Objective: Each line from the one containing "Point out the white face" through the end of the listing below must be copied exactly; pictures are excluded.

Record list:

┌──

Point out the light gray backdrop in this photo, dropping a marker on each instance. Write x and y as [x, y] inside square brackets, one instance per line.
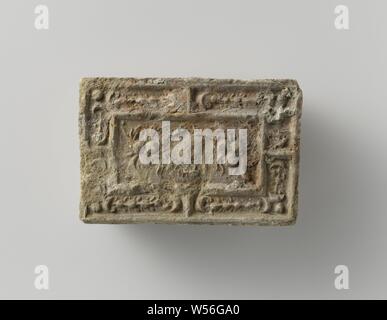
[342, 208]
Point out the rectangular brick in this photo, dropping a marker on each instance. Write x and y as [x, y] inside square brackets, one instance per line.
[117, 186]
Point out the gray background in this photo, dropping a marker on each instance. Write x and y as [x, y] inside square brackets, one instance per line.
[342, 212]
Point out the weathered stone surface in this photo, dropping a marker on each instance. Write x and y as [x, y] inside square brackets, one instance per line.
[116, 187]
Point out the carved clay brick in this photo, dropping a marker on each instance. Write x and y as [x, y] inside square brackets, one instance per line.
[116, 187]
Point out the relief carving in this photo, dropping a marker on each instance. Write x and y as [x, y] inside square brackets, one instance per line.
[118, 187]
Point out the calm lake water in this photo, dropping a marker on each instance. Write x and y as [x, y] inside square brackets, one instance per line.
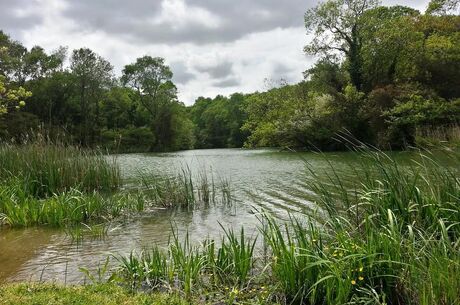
[259, 179]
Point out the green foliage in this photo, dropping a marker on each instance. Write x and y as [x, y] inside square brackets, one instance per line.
[218, 121]
[11, 98]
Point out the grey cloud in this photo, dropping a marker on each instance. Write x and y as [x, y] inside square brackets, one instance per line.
[281, 71]
[12, 21]
[231, 82]
[181, 73]
[221, 70]
[130, 19]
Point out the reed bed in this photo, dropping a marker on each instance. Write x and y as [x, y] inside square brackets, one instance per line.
[42, 169]
[185, 189]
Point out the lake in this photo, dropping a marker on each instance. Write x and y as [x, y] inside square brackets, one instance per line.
[259, 179]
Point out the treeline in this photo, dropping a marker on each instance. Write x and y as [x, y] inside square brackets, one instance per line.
[76, 98]
[390, 76]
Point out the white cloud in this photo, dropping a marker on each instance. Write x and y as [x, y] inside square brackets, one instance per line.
[207, 68]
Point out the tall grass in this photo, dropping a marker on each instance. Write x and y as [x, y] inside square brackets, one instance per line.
[17, 209]
[42, 169]
[390, 238]
[185, 189]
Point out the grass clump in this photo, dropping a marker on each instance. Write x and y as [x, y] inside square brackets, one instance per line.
[392, 238]
[41, 170]
[69, 208]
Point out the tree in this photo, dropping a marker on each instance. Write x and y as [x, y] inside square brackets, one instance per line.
[151, 78]
[92, 75]
[336, 27]
[11, 98]
[443, 7]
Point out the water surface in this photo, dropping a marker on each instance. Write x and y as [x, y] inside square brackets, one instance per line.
[259, 179]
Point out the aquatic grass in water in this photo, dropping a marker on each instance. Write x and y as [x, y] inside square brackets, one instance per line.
[184, 189]
[69, 208]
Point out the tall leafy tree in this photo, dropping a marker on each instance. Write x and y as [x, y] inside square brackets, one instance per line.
[335, 25]
[92, 75]
[151, 78]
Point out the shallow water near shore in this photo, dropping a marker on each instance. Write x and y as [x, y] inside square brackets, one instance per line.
[263, 179]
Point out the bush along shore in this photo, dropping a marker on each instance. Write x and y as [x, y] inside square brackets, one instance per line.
[390, 238]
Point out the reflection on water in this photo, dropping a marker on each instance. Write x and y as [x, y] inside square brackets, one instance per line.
[259, 179]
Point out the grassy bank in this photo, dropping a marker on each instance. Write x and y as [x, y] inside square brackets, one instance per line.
[25, 294]
[42, 169]
[391, 235]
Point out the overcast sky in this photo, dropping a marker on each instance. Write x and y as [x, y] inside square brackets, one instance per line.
[213, 46]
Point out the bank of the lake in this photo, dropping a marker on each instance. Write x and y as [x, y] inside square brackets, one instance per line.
[300, 228]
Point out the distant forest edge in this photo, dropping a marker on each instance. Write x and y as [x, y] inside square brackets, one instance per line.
[390, 76]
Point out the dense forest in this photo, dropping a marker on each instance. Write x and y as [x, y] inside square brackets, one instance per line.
[390, 76]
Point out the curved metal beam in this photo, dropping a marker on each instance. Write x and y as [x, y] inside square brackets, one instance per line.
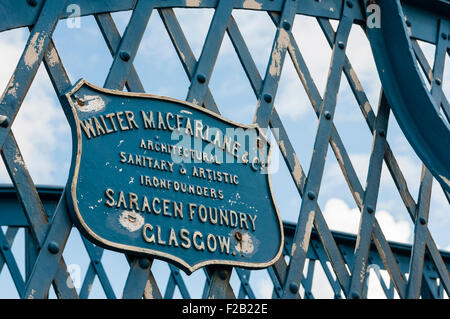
[411, 102]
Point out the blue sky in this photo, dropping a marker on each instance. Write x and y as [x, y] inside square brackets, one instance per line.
[44, 136]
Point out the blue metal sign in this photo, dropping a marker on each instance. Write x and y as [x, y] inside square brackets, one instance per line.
[166, 178]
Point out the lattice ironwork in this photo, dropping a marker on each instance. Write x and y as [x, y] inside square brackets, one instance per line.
[420, 270]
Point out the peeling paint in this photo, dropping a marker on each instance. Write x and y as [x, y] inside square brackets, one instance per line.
[18, 159]
[12, 87]
[445, 179]
[52, 57]
[252, 4]
[294, 248]
[281, 44]
[131, 220]
[245, 245]
[297, 172]
[93, 103]
[34, 48]
[367, 107]
[355, 80]
[305, 242]
[193, 3]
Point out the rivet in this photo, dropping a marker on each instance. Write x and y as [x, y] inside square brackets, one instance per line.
[355, 294]
[32, 3]
[293, 287]
[267, 97]
[4, 121]
[223, 275]
[80, 102]
[311, 195]
[422, 220]
[201, 78]
[144, 263]
[53, 247]
[286, 25]
[124, 55]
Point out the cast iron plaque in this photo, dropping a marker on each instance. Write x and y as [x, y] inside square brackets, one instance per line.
[165, 178]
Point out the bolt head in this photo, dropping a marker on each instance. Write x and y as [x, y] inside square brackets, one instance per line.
[293, 287]
[267, 97]
[286, 25]
[53, 247]
[223, 275]
[201, 78]
[144, 263]
[311, 195]
[125, 55]
[355, 295]
[4, 121]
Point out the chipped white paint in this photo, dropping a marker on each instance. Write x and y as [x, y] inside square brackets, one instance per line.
[93, 103]
[193, 3]
[245, 246]
[131, 220]
[445, 179]
[305, 242]
[281, 44]
[252, 4]
[33, 49]
[18, 159]
[297, 172]
[52, 57]
[182, 56]
[13, 86]
[367, 107]
[294, 248]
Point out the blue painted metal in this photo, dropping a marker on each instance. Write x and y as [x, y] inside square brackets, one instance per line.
[45, 215]
[414, 107]
[121, 166]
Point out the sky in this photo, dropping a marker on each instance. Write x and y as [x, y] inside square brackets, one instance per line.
[44, 138]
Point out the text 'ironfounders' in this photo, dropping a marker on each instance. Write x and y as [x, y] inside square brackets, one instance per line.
[161, 177]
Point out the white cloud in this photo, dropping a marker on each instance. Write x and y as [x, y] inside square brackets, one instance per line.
[341, 217]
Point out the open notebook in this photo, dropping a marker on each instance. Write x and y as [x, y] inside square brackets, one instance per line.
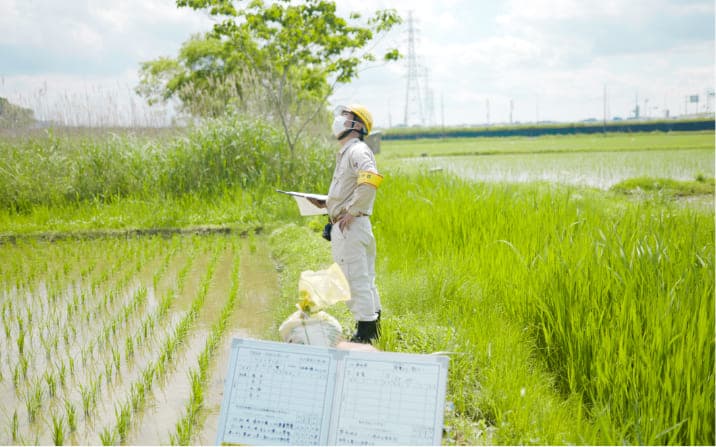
[281, 394]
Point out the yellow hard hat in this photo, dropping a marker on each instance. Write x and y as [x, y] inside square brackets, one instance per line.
[363, 115]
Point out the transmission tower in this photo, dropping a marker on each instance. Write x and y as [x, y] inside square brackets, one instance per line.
[413, 102]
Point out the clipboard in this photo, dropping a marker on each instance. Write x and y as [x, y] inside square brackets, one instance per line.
[305, 207]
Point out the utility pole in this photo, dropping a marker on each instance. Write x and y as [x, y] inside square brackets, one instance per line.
[604, 124]
[412, 89]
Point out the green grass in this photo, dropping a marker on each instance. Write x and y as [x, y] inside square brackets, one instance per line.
[607, 297]
[610, 142]
[665, 186]
[574, 316]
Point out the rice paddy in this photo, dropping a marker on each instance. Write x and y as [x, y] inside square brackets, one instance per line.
[574, 313]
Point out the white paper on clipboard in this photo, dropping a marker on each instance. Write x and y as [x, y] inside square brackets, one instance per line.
[290, 394]
[305, 207]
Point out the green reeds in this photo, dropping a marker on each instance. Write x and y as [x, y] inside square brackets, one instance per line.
[58, 430]
[615, 296]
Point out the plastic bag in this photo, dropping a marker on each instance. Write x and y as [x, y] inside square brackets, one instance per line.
[310, 325]
[322, 289]
[319, 329]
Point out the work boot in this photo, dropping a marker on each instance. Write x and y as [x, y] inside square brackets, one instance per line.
[366, 332]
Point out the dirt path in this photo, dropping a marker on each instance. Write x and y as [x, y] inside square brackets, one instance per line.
[258, 287]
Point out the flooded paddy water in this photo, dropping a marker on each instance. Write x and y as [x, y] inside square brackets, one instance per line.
[100, 338]
[591, 169]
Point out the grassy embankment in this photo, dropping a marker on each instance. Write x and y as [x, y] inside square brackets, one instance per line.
[575, 316]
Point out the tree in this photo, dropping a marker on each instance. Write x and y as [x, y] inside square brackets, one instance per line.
[281, 59]
[13, 116]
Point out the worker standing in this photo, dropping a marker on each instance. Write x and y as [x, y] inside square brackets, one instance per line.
[350, 204]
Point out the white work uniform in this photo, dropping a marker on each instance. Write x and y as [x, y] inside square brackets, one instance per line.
[354, 248]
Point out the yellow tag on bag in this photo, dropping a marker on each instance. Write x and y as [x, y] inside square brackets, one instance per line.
[369, 177]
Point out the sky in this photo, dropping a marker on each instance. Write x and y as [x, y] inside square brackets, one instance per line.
[477, 61]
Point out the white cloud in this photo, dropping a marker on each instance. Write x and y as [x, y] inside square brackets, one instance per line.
[551, 58]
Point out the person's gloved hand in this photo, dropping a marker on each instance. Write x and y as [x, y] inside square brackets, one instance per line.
[317, 203]
[345, 221]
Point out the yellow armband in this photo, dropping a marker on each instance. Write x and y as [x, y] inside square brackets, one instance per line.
[369, 177]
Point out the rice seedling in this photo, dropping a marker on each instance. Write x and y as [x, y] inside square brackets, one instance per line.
[71, 414]
[51, 383]
[87, 399]
[62, 374]
[15, 427]
[33, 400]
[58, 430]
[128, 348]
[117, 359]
[123, 415]
[107, 436]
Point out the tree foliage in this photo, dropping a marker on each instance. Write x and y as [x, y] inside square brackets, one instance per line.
[280, 59]
[13, 116]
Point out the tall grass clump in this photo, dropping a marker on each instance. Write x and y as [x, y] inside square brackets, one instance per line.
[613, 298]
[59, 168]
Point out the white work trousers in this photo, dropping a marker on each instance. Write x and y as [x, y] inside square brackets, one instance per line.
[354, 251]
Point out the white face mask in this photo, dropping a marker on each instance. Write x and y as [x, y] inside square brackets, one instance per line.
[339, 125]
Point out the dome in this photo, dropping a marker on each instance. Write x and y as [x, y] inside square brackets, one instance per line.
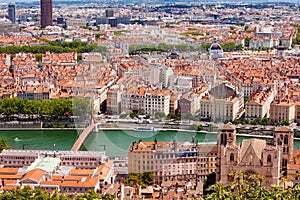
[215, 46]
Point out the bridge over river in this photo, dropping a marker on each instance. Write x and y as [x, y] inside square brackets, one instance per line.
[86, 132]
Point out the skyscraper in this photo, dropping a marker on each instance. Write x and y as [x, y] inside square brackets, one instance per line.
[12, 12]
[46, 13]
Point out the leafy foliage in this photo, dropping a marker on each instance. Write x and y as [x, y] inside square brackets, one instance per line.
[55, 47]
[143, 180]
[56, 107]
[38, 193]
[161, 47]
[245, 186]
[3, 144]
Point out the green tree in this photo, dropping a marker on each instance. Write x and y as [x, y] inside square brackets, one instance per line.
[188, 116]
[159, 115]
[3, 144]
[286, 122]
[200, 127]
[265, 121]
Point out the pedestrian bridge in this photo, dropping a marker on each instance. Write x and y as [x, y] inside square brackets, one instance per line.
[83, 136]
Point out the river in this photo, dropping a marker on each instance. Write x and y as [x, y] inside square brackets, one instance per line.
[114, 142]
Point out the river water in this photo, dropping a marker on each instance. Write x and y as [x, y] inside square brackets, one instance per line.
[114, 142]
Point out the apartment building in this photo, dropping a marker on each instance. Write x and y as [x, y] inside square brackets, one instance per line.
[280, 111]
[222, 103]
[114, 100]
[146, 101]
[133, 101]
[259, 105]
[157, 101]
[206, 162]
[167, 160]
[79, 159]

└──

Result:
Point out the white face mask in this photo, dropping a marker on each instance. Write x and y as [x, y] inside square brackets, one instance per line.
[339, 125]
Point out the dome in this photo, dropping a marker on each instance. Write x and y as [x, y] inside square brackets, one instance per line.
[215, 46]
Point out the bridge over river in this photo, dropping a marker on each instance. Write x and y as [x, y] inside square brackets, one instance per line.
[86, 132]
Point out the skyscraper in this photo, dropping a marker on each instance. Write x and y as [x, y] inside square brackets, one instance per line.
[12, 12]
[46, 13]
Point out the leafy foliage in this photo, dropping a marker on each instance. Write x and y as [x, y] inside square brackets, one instance per line.
[55, 47]
[143, 180]
[56, 107]
[38, 193]
[161, 47]
[245, 186]
[3, 144]
Point out the green tree in this photo, dropping a marker on each instance. Write x and y as [x, y] inside square brackets, one instance per line.
[188, 116]
[159, 115]
[3, 144]
[286, 122]
[200, 127]
[265, 121]
Point out the pedestrian bridge in this photo, dropping a marker on each instance. Write x and y as [x, y] inside square brackets, one instance per line.
[83, 136]
Point out the river in this photo, dropping a marker on each instance. Write x and y as [x, y] inside square brackets, one instance per line.
[114, 142]
Point out the river water in this photo, dropping a marker on each instance. Write x and y as [x, y] inside square brackets, one instance per line.
[114, 142]
Point out the apartment building in this photo, dropping a marker on each instance. Write x and y as [x, y] inside square brackets, one instance per line.
[280, 111]
[222, 103]
[114, 100]
[146, 101]
[133, 101]
[259, 105]
[157, 101]
[206, 162]
[167, 160]
[79, 159]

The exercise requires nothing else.